▸ **ASSIGNMENT**:
Whenever the string "every" turns up in a line below, that line should be copied.

▸ **EXTRACTED MATERIAL**:
--
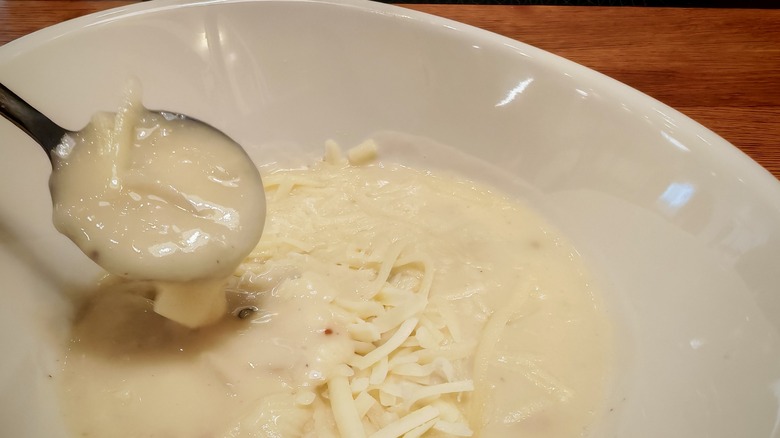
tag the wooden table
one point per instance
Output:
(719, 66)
--
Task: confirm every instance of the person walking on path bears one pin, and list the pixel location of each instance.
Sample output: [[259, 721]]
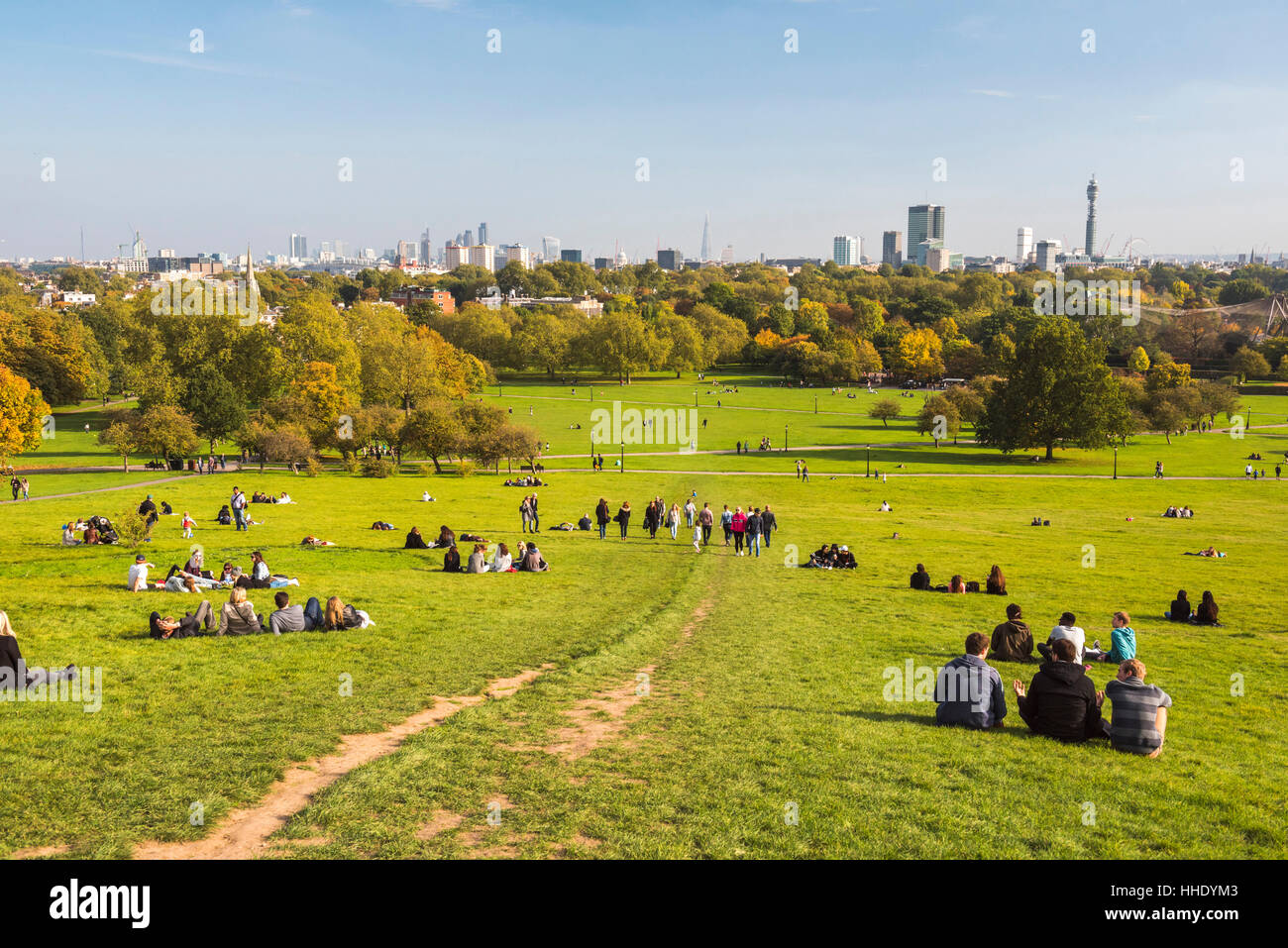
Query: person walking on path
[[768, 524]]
--
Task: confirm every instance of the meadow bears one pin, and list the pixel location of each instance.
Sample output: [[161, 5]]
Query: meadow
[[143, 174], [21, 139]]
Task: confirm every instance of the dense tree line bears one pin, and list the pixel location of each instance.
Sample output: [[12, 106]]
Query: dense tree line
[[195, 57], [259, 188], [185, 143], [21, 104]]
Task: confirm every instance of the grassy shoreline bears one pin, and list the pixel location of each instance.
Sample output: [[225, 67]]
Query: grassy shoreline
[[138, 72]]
--
▸ **RESPONSE TO THIS TASK**:
Task: confirm every instance of the person walking on path bears one pin, and list the pixel location of each instance.
Task: confirm every instance of the meadow bears one pin, and list the pixel location of each instance.
Task: confirm every instance of the dense tree line bears one pin, and list the pixel location of each instance.
Task: confirm every instance of the grassy shoreline bears one pin, and list the pixel location of each instance.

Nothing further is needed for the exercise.